**Consigne:**
Reproduisez mot pour mot, s'il vous plaît, le passage du texte ci-dessous sur la réparation des locomotives diesel situé entre « Le principe de » et « consommant son courant. », bornes incluses.

**Texte fourni:**
L’A.C. Salzinnes fut d’abord chargé de réparer les locomotives suivantes :

  • Locomotives type 201, équipées d’un moteur Cockerill licence Baldwin. 8 cylindres. 4 temps, développant 1.750 ch. et d’une transmission électrique A.C.E.C. licence Westinghouse ;
  • Locomotives type 202, équipées d’un moteur « General Motors », 16 cylindres, 2 temps, développant 1.750 ch, et d’une transmission électrique « General Motors ».

Actuellement, l’A.C. doit assurer aussi la réparation de quelques types de locomotives de manœuvre :

  • Locomotives type 270, équipées d’un moteur Anglo-Belgian 8 cylindres, 4 temps, développant 700 ch. et d’une transmission électrique A.C.E.C. licence Westinghouse ;
  • Locomotives type 250. équipées d’un moteur Anglo-Belgian 6 cylindres, 4 temps, développant 550 ch, et d’une transmission hydraulique Voith-Mylius ;
  • Locomotives type 253, équipées d’un moteur Cockerill, licence Hamilton, 6 cylindres, 4 temps, développant 550 ch. et d’une transmission hydraulique Voith-Cockerill.
Armoire de la commande électrique d’une locomotive diesel.

 La connaissance du matériel

Le principe de fonctionnement des locomotives de ligne est le suivant : le moteur diesel entraîne une génératrice principale ; celle-ci transforme l’énergie mécanique en courant électrique et l’envoie aux moteurs de traction entraînant les roues. La locomotive peut donc être assimilée à une petite centrale électrique produisant et consommant son courant.

**Ensemble de lignes:**
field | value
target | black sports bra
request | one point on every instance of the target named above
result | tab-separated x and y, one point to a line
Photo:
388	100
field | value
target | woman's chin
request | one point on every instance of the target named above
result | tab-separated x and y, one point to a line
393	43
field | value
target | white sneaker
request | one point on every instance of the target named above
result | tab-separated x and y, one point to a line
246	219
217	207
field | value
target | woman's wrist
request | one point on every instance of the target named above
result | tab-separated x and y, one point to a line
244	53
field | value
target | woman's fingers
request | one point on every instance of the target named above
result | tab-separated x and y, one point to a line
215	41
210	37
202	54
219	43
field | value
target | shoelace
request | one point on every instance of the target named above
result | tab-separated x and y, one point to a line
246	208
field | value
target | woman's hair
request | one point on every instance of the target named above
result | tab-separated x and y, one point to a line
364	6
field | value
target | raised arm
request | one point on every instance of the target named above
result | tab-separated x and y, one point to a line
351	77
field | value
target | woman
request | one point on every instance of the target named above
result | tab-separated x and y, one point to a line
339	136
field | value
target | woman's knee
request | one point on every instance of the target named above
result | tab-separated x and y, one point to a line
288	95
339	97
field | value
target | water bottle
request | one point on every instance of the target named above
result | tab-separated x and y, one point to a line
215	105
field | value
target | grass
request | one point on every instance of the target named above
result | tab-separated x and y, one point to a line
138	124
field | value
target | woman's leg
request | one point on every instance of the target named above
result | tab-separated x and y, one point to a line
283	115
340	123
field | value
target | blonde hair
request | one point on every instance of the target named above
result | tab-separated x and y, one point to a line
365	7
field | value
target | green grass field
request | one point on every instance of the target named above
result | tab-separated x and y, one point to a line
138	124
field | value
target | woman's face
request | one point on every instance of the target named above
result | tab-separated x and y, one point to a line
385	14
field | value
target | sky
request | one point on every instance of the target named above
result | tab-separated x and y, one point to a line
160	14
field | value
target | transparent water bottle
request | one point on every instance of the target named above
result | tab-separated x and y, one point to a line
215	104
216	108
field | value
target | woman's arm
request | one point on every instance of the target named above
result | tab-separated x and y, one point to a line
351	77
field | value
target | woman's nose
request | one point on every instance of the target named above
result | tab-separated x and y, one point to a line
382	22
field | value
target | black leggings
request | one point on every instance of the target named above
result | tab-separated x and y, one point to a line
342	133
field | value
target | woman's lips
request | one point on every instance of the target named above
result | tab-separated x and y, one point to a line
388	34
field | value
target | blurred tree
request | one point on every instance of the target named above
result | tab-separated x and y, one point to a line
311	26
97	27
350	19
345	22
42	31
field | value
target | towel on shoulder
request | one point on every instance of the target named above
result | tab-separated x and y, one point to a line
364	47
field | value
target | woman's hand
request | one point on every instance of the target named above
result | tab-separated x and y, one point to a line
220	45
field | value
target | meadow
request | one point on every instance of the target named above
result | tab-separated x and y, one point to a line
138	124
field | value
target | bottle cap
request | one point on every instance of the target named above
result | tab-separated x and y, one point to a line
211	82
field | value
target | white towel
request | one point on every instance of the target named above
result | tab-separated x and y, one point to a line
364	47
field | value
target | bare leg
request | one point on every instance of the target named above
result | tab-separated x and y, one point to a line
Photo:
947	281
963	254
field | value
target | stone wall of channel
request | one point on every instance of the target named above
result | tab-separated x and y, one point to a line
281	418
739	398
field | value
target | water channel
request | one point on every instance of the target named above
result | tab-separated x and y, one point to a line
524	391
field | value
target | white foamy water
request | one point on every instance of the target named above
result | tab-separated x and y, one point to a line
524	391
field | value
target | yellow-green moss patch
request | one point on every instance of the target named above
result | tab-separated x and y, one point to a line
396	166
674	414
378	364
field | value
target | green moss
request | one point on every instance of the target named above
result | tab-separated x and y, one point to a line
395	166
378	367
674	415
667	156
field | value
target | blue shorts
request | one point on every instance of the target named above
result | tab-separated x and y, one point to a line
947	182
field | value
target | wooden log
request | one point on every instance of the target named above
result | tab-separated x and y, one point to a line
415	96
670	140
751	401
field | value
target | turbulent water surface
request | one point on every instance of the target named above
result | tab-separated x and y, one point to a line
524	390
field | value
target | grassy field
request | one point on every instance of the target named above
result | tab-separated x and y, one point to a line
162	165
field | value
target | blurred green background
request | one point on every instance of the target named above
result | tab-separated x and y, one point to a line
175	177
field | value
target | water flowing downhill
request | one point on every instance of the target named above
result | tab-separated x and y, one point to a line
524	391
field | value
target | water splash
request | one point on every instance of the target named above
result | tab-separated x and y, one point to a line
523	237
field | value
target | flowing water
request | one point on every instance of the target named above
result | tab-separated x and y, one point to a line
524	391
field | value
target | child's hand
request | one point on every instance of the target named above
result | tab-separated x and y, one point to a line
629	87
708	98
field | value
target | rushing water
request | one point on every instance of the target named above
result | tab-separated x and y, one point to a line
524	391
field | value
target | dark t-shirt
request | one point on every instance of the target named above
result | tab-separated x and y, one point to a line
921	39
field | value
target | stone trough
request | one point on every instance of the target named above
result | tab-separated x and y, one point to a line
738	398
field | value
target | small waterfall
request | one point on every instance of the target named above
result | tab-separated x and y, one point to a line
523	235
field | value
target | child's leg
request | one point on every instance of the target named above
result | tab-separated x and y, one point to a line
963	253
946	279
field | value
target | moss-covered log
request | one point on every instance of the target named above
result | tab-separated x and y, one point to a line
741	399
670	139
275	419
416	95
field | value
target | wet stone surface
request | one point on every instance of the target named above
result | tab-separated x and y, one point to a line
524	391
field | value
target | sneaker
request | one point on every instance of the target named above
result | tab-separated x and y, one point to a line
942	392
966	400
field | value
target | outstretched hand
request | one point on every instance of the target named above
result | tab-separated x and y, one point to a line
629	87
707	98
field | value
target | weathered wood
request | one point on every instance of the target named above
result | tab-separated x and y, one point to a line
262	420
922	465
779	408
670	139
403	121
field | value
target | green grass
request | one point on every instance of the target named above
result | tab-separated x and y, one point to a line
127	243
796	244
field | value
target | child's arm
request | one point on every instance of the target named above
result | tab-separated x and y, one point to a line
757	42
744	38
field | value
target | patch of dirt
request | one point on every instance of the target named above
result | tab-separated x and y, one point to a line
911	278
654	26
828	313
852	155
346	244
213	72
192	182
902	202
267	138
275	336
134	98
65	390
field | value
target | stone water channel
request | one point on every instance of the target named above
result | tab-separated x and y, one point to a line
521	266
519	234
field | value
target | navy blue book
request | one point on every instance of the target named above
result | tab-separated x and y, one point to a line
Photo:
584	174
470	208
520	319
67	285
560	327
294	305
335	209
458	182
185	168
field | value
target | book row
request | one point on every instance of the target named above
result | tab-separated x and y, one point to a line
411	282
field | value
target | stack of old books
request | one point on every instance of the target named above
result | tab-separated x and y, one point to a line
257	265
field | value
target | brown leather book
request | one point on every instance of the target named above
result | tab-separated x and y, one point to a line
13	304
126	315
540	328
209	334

**Résultat ci-dessous:**
Le principe de fonctionnement des locomotives de ligne est le suivant : le moteur diesel entraîne une génératrice principale ; celle-ci transforme l’énergie mécanique en courant électrique et l’envoie aux moteurs de traction entraînant les roues. La locomotive peut donc être assimilée à une petite centrale électrique produisant et consommant son courant.